Records supplied
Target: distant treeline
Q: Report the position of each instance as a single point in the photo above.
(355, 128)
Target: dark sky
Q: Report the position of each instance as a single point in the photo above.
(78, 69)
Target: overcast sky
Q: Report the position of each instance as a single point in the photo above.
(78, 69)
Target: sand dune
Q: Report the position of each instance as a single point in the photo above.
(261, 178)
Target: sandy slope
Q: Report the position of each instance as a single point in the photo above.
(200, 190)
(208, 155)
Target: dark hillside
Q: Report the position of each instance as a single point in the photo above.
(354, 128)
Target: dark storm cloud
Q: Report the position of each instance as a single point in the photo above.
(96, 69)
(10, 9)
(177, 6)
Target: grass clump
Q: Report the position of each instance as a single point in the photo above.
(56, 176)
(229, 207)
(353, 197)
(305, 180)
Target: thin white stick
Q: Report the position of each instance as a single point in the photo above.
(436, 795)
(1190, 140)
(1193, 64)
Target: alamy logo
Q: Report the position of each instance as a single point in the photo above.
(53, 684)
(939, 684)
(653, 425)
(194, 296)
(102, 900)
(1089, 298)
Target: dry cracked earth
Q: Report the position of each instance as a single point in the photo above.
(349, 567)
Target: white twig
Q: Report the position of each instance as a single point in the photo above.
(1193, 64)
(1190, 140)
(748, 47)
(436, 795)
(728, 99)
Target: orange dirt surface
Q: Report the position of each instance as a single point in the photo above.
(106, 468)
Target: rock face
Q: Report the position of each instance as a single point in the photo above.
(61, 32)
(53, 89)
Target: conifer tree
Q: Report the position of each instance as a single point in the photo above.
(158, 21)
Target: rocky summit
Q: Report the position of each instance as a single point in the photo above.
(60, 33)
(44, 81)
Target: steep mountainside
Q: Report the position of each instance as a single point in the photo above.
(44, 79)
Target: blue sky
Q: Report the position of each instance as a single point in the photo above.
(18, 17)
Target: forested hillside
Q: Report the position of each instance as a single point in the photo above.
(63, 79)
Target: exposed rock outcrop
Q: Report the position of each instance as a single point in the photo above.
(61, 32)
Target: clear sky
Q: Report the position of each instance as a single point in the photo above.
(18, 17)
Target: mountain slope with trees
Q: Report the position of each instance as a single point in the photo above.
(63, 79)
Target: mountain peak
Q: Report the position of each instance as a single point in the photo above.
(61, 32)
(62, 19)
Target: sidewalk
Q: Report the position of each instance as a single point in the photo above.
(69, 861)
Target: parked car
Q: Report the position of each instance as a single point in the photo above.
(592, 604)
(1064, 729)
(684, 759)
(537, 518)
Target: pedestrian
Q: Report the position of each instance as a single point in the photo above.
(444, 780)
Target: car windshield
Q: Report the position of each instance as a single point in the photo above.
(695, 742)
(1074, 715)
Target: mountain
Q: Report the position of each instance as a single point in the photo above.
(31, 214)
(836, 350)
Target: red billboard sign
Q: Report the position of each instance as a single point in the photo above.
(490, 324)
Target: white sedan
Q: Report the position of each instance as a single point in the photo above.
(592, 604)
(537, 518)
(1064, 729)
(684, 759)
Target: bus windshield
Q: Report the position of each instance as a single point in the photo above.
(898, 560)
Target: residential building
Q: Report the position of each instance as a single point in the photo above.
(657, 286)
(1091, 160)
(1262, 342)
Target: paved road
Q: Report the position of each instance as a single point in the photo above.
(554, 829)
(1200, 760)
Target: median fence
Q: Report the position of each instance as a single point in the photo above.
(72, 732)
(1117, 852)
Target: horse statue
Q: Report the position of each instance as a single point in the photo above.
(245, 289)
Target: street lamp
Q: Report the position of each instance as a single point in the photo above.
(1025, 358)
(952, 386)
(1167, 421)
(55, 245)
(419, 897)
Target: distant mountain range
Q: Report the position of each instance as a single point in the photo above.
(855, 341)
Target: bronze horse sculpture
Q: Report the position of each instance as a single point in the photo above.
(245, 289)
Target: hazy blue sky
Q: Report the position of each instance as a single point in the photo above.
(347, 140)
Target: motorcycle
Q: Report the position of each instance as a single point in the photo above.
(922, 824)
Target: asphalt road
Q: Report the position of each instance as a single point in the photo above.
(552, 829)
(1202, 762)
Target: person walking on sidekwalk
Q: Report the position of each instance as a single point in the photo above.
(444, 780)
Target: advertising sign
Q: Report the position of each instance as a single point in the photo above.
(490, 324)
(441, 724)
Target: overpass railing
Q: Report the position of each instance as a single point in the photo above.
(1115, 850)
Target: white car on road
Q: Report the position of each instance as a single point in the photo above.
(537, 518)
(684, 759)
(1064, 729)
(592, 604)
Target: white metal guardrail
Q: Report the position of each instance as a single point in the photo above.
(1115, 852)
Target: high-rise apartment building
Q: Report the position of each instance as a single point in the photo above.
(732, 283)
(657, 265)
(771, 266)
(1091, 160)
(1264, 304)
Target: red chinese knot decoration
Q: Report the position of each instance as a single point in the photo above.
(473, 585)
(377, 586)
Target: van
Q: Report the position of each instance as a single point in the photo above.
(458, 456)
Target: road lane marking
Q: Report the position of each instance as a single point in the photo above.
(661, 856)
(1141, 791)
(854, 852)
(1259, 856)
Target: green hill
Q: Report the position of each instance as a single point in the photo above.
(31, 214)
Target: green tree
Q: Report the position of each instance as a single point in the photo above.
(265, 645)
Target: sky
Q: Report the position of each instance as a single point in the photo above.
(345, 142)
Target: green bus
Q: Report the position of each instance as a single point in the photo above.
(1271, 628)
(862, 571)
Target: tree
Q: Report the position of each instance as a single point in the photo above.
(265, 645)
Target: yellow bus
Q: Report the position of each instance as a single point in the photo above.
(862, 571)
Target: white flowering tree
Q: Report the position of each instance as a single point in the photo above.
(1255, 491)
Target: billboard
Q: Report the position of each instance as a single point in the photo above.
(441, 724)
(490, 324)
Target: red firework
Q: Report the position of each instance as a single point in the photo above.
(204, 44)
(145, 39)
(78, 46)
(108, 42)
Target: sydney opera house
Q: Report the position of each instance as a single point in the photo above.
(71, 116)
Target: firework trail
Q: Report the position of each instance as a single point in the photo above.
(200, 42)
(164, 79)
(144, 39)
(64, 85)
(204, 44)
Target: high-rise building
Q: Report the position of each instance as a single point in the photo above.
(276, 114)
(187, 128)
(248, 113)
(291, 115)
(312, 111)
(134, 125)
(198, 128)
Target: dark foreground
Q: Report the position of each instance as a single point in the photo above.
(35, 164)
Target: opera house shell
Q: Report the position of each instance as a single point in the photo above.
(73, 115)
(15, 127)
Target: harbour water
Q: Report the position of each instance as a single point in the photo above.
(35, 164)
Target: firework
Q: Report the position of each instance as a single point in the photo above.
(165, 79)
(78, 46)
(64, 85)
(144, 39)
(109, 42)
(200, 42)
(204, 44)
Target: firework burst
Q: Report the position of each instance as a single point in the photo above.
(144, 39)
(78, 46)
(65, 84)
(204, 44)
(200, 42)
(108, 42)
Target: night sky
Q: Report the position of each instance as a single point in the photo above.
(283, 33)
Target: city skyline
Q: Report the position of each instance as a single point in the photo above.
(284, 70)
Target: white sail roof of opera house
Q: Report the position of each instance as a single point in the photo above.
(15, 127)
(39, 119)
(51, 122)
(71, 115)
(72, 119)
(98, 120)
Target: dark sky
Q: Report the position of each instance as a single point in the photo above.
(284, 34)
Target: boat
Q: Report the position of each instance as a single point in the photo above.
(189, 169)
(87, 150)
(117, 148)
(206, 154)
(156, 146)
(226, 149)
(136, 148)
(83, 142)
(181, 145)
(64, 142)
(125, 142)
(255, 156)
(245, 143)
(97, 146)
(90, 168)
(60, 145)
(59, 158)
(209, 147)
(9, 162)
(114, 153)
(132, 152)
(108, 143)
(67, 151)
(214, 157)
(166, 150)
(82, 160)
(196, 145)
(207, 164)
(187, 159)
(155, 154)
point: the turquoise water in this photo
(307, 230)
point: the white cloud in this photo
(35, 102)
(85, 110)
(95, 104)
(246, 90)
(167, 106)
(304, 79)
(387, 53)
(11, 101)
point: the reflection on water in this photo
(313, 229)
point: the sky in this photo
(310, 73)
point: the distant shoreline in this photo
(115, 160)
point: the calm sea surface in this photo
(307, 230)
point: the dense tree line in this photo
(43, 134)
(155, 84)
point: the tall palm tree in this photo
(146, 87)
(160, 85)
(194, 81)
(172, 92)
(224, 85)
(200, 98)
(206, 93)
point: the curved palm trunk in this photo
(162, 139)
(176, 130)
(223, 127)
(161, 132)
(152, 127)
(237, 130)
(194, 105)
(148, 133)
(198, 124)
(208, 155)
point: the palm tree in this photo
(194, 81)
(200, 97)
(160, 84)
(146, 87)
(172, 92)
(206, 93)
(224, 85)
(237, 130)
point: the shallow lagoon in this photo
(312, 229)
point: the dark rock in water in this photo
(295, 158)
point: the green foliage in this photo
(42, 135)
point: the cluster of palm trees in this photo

Task
Repeat exactly, and only, the lines from the one containing "point: the turquoise water in this photo" through the end of the material.

Reply to the task
point: the turquoise water in this photo
(307, 230)
point: the white cloud in this photo
(35, 102)
(85, 110)
(95, 104)
(246, 90)
(167, 106)
(304, 79)
(387, 53)
(11, 101)
point: the reflection on water in this photo
(313, 229)
point: the sky in this photo
(310, 73)
point: the distant shoreline in this photo
(115, 160)
point: the calm sea surface in this photo
(307, 230)
point: the dense tree line in this photo
(43, 134)
(155, 84)
point: the tall palm tree in this photo
(146, 87)
(160, 85)
(194, 81)
(172, 92)
(224, 85)
(200, 98)
(206, 93)
point: the curved palm trunk in this photo
(162, 139)
(176, 130)
(223, 127)
(161, 132)
(152, 127)
(237, 130)
(194, 105)
(148, 133)
(198, 124)
(208, 155)
point: the palm tree in this photo
(194, 81)
(200, 97)
(160, 84)
(146, 87)
(172, 92)
(206, 93)
(224, 85)
(237, 130)
point: the shallow lagoon in this photo
(312, 229)
point: the dark rock in water in this photo
(295, 158)
point: the green foliage in this photo
(42, 135)
point: the cluster of palm trees in this photo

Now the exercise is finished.